**DOCUMENT TEXT:**
※
Vieira: System entanglements

Columnist Carolina Vieira advocates for mental health across society and prison systems, where these issues are accentuated during COVID-19. 

Carolina Vieira

The United States is amid a mental health crisis, and teens are more miserable than ever. An estimated 26 percent of Americans ages 18 and older — about one in four adults — suffer from a diagnosable mental disorder. When 31 percent of the population experiences symptoms of anxiety or depression and 11 percent is seriously considering suicide, this is a hard topic to ignore. 

But why is this lockdown being so damaging to us and why do our bodies get impacted so harshly by these social distancing guidelines? Karin Brulliard, a reporter for The Washington Post, helps shed some light on this dilemma in her latest article. According to Brulliard, ”Social distancing is so hard because it’s contrary to human nature.”
※
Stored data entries
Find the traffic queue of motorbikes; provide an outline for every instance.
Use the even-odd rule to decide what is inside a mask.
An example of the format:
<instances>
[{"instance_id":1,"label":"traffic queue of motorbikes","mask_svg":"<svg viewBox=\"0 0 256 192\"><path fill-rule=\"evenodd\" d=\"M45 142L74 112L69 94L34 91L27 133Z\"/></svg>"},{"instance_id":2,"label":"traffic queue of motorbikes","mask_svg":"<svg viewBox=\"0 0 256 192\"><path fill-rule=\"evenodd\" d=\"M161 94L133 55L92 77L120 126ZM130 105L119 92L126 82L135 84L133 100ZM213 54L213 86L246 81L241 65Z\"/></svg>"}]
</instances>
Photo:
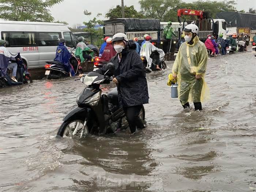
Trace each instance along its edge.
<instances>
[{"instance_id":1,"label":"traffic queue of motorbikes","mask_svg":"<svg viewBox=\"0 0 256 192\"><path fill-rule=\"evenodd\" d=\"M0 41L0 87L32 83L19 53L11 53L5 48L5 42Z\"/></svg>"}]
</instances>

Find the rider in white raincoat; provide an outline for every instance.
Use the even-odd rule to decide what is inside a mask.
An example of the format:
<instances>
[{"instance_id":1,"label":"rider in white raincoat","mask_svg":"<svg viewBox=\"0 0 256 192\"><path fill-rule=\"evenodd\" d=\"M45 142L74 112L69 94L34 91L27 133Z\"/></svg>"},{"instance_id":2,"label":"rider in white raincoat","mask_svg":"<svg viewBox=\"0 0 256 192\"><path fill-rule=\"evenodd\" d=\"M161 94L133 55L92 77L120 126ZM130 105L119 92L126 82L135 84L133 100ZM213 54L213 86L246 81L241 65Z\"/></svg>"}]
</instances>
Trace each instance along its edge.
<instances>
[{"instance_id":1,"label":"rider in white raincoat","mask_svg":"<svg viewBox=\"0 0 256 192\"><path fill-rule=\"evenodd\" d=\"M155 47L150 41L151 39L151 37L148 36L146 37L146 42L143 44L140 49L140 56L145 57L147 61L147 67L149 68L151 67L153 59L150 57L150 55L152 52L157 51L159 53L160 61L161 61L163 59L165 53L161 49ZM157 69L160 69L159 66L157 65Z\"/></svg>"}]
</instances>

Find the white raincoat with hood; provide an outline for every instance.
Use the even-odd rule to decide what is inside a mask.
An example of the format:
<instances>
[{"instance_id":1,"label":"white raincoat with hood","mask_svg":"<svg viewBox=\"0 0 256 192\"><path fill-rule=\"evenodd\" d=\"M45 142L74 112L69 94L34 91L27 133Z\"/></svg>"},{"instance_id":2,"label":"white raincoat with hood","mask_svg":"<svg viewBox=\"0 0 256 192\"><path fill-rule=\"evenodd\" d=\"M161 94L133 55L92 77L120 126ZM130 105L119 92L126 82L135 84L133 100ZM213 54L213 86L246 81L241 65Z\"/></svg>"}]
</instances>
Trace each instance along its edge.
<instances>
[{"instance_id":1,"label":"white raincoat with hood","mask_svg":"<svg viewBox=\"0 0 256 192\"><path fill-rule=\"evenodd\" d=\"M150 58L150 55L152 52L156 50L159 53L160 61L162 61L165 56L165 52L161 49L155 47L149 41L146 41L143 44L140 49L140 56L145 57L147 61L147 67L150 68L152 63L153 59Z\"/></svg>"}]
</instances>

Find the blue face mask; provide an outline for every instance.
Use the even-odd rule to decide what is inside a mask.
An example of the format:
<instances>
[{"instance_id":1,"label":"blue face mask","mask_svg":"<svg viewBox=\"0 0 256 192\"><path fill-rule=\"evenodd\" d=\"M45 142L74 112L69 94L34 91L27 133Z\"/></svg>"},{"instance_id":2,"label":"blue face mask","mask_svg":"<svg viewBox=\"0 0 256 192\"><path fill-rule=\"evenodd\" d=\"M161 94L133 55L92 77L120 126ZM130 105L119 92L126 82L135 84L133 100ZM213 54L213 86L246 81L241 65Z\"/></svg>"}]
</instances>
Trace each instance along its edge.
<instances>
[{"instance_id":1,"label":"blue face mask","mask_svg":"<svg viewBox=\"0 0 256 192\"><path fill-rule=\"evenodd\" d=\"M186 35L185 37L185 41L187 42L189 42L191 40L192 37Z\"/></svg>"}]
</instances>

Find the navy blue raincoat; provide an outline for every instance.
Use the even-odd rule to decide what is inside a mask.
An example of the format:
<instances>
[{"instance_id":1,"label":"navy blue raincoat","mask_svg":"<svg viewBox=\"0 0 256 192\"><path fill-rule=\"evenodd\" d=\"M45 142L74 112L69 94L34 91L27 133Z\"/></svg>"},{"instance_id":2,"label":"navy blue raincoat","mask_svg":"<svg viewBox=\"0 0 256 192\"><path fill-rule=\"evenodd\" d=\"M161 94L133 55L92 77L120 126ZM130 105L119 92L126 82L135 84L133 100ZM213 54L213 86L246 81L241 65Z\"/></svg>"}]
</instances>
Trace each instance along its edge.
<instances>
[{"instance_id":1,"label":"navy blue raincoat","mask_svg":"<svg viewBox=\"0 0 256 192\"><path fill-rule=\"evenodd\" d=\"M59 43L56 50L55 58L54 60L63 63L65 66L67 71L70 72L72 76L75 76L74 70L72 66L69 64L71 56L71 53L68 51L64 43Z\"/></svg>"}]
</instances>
※
**PROMPT A:**
List every percentage figure that appears in the column on mental health.
**PROMPT B:**
Write the next part of the column on mental health, picking up after its final sentence.
These records come from a different source than the text.

**TASK ANSWER A:**
26 percent, 31 percent, 11 percent

**TASK ANSWER B:**
We are social beings. That has been a well-known fact for quite some time now; since the very beginning of times, we have heavily relied on collaborating with others in order to survive. It is in our genes. We cooperate, divide labor and share goods among each other, unlike any other mammals in the wild. “If you look around yourself right now, there’s probably nothing in sight that you yourself made or produced for your own use,” said Alan Fiske, a psychological anthropologist at UCLA. “None of us are able to do individually all the things that we need. But by each of us doing a specialized job, then we function beautifully.”

But what about those whose freedom have been taken away and are now forced to live in confinement? Prison inmates are a prime example of these circumstances and are not exempt from the mental health quandary. However, the system does attempt to aid those in need with, for example, implementations like the Eighth Amendment.

The cruel and unusual clause was added to prohibit “barbaric” methods of punishment, like torture, banning disciplinary practices that are disproportionate to the offense. Deliberate indifference to mental health needs could get a prison official in great trouble — since mental health is a fundamental right inmates are entitled to by the U.S. Constitution.

The Eighth Amendment was enacted to help fight a war against the deteriorating mental health within our domestic prison system and jails, as treatment is essential for the rehabilitation and reform of the incarcerated individual; lack of treatment could lead to internalized frustration and an overall jeopardization of the entire process of societal reintegration.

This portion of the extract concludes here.